▶ EXERCISES TO COMPLETE
a. In the episode page below, swap "Vice President" for "VP" and write out the passage between "Register Now" and "for having me.", inclusive.
b. According to the episode page below, what does the Snapdragon platform's onboard NPU make possible for code generation, and why does that matter for sensitive data? Answer in one to three sentences.
c. Decide whether each statement agrees with the episode page below. Answer yes or no for each, and quote the deciding words. (i) The episode was filmed at Qualcomm HQ in San Diego. (ii) The code generation demo uses the LLaMA 3 model with Visual Studio. (iii) The episode is sponsored by Citibank.

▶ EXTRACT
## START

What happens when you move AI from the cloud to your PC? In this episode of DEMO, host Keith Shaw visits Qualcomm HQ in San Diego to explore the power of AI at the edge. Jeff Monday, VP of Global Enterprise & Channel Sales at Qualcomm, gives an in-depth look at how the Snapdragon platform — featuring an onboard Neural Processing Unit (NPU)—is enabling secure, low-latency code generation on device, without sending sensitive data to the cloud.Watch a full demo of on-device code generation using the LLaMA 3 model and Visual Studio, learn how this benefits developers and enterprise teams, and find out how Qualcomm’s AI Hub and unified architecture are driving innovation across PCs, phones, and IoT.? Key topics include: * What is an NPU and how it compares to a CPU/GPU * Benefits of running AI on the device vs. the cloud * Real-world use case with Citibank * Qualcomm AI Hub & model deployment * Future AI experiences (translation, presentation generation, and more)? Perfect for: Developers, CIOs, enterprise IT leaders, and AI enthusiasts. ? Don’t forget to like, comment, and subscribe for more tech demos every week! #Qualcomm #Snapdragon #EdgeAI #CodeGen #VisualStudio #NPUs #AIOnDevice #KeithShaw #DemoSeries This episode is sponsored by Qualcomm.
Register Now
Keith Shaw: Hi everybody, welcome to DEMO, the show where companies showcase their latest products and services. I’m here with Jeff Monday, Vice President of Global Enterprise and Channel Sales at Qualcomm. Jeff, welcome to the show. Jeff Monday: Hey Keith, thanks for having me.

## END

▶ INFORMATION SHOWN

## START

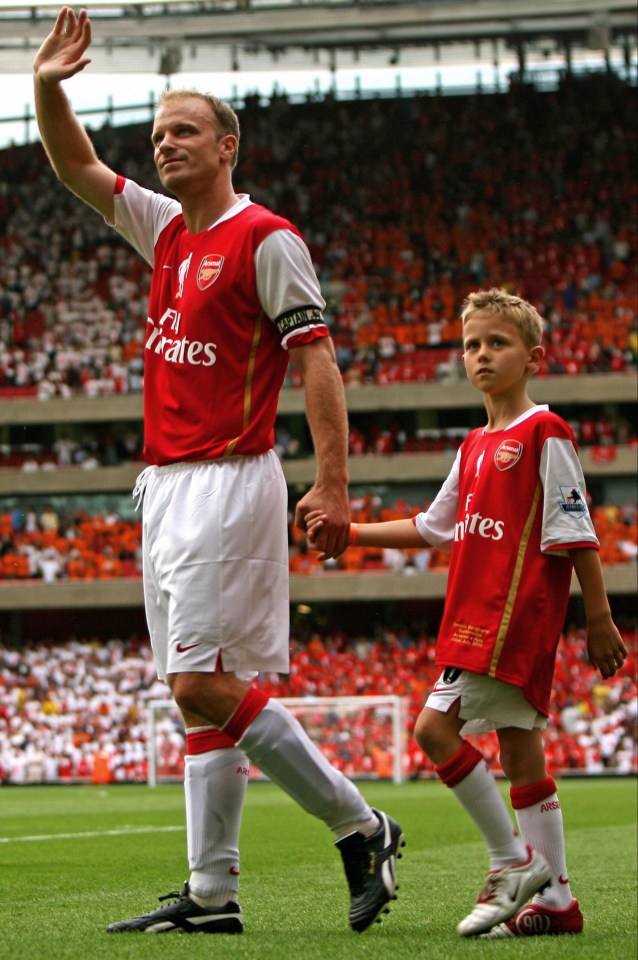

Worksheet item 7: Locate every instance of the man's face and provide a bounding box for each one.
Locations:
[151,96,229,195]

## END

▶ RESPONSES BY TASK
a.
Register Now
Keith Shaw: Hi everybody, welcome to DEMO, the show where companies showcase their latest products and services. I’m here with Jeff Monday, VP of Global Enterprise and Channel Sales at Qualcomm. Jeff, welcome to the show. Jeff Monday: Hey Keith, thanks for having me.

b. The onboard NPU enables secure, low-latency code generation on the device itself. This matters because the work happens without sending sensitive data to the cloud.

c.
(i) Yes: "host Keith Shaw visits Qualcomm HQ in San Diego"
(ii) Yes: "using the LLaMA 3 model and Visual Studio"
(iii) No: "This episode is sponsored by Qualcomm."